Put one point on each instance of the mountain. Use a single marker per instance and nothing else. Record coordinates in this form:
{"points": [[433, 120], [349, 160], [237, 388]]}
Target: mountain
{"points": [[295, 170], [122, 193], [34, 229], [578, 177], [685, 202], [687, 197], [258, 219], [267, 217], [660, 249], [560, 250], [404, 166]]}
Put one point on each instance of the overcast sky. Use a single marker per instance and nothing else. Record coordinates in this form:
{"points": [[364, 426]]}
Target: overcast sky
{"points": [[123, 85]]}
==================================================
* Exercise prompt
Put each line of the records above into a Markdown table with two columns, Row and Line. Number the rows in order and omit blank lines.

* Solution to the exercise
| Row | Line |
|---|---|
| 1 | Put one point on each instance of the mountain. Use a single marker per instance and nothing else. Record coordinates in this form: |
| 2 | {"points": [[433, 120], [349, 160], [237, 388]]} |
| 3 | Target: mountain |
| 4 | {"points": [[295, 170], [122, 193], [34, 229], [578, 177], [685, 202], [687, 197], [258, 219], [267, 217], [660, 249], [560, 250], [404, 166]]} |
| 5 | Put one point on each instance of the overcast sky. Use a single marker per instance and nothing else. Record coordinates in this form: |
| 6 | {"points": [[364, 426]]} |
| 7 | Target: overcast sky |
| 8 | {"points": [[123, 85]]} |